| What the exercise asks |
Render the lines from the one containing "of the lower" through the one containing "Target: green tree", both included, as a JSON list of strings, one string per line, omitting blank lines and including no other lines.

| Data lines |

○ ○ ○

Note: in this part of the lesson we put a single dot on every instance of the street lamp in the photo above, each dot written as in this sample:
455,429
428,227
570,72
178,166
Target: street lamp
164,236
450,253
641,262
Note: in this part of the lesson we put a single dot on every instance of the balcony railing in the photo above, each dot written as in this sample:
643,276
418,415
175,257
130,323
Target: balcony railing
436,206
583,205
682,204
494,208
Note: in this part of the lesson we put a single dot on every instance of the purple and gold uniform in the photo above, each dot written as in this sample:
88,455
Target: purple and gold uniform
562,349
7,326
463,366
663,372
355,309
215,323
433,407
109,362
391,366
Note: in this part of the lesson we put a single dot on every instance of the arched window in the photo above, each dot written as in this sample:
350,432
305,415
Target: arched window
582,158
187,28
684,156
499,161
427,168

○ ○ ○

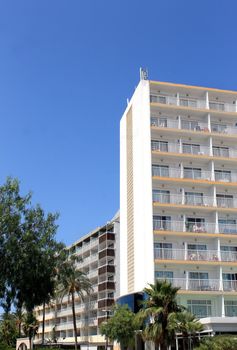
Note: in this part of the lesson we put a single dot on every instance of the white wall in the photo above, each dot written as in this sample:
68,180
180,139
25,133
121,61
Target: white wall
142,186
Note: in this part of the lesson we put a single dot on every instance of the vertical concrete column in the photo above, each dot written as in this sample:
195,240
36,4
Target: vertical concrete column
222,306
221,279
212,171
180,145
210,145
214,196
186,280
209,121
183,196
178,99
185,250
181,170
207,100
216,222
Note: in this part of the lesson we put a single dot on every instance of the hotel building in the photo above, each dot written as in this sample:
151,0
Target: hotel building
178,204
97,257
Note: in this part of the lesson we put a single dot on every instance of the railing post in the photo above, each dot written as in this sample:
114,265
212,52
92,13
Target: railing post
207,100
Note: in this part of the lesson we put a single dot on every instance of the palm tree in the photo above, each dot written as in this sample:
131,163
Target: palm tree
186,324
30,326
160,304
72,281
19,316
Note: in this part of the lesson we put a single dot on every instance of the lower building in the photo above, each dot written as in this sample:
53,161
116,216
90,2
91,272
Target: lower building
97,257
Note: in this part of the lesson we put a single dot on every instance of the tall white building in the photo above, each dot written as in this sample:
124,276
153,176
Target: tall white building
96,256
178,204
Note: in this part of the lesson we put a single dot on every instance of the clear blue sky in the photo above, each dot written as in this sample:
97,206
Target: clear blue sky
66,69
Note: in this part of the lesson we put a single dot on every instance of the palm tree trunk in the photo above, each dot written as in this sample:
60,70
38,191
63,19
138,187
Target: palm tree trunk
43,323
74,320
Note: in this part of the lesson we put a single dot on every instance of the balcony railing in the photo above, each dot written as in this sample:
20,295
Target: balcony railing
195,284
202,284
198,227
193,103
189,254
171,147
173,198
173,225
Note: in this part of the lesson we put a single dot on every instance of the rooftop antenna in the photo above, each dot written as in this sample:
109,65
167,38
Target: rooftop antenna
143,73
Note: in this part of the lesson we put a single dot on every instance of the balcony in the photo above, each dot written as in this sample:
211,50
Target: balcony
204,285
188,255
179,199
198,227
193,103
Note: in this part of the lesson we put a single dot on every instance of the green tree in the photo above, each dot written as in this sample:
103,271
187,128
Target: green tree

○ ○ ○

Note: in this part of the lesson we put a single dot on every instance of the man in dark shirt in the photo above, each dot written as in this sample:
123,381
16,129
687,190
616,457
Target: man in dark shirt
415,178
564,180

○ ○ ○

| Completed exercise |
[
  "Note: in this part of the lesson we put a single dot on every instance of the lower building in the photo above, each dot written as in this sample:",
  "53,161",
  "116,216",
  "90,2",
  "91,272",
  "Target: lower building",
  "97,257",
  "Note: in this part of the lesson we put a single dot on every instance of the tall white building in the photo above, each dot written as in this sample:",
  "124,276",
  "153,176",
  "Target: tall white building",
  "96,256",
  "178,204",
  "Note: in this part of the lesson we put a single dot on every instance of the clear blue sky in the photo above, each dot written as in this sample:",
  "97,206",
  "Target: clear blue sky",
  "66,69",
  "Note: in this part of the lesson we put a single dot on every instance of the palm tree trunk in the photo above, each dot written as in this sample:",
  "60,70",
  "38,191",
  "63,19",
  "138,187",
  "Target: palm tree trunk",
  "43,323",
  "74,320",
  "Note: in this part of the lesson we put a single dot on every instance of the balcony railing in the photo above, each dot written as in this sample:",
  "20,295",
  "Target: balcony railing",
  "195,284",
  "202,284",
  "198,227",
  "193,103",
  "189,254",
  "171,147",
  "173,198",
  "173,225",
  "Note: in this part of the lesson we put a single dot on every instance of the rooftop antenna in the photo above, each dot written as in this sample:",
  "109,65",
  "167,38",
  "Target: rooftop antenna",
  "143,73",
  "Note: in this part of the lesson we put a single dot on every instance of the balcony in the photo above, each dot written as in this sample:",
  "211,50",
  "Target: balcony",
  "204,285",
  "188,255",
  "179,199",
  "198,227",
  "193,103",
  "Note: in this part of the lesson we put a single dot on every instance of the green tree in the photo above, each dot written as in this sample:",
  "103,271",
  "187,128",
  "Target: green tree"
]